═════ EXCERPTED DATA

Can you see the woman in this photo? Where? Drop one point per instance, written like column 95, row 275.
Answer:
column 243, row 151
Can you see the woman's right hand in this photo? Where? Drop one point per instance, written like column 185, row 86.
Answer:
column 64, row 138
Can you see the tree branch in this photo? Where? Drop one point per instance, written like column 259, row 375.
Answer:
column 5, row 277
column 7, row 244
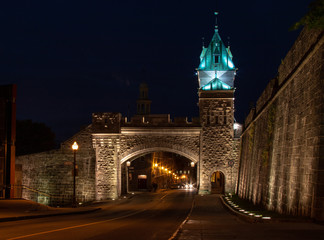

══════════

_PROBLEM DETAILS:_ Each line of the data above must be reproduced as written. Skip the pictures.

_ANSWER TO THE PROBLEM:_
Can you see the woman in this photo? Where? Drop one point per instance, written like column 95, row 275.
Answer:
column 243, row 151
Can you see the woman's right hand in this photo? Where? Drop one point per instance, written like column 185, row 86.
Answer:
column 64, row 138
Can you see the tree branch in this photo? Where? Drop one point per instance, written like column 259, row 375.
Answer:
column 5, row 277
column 7, row 244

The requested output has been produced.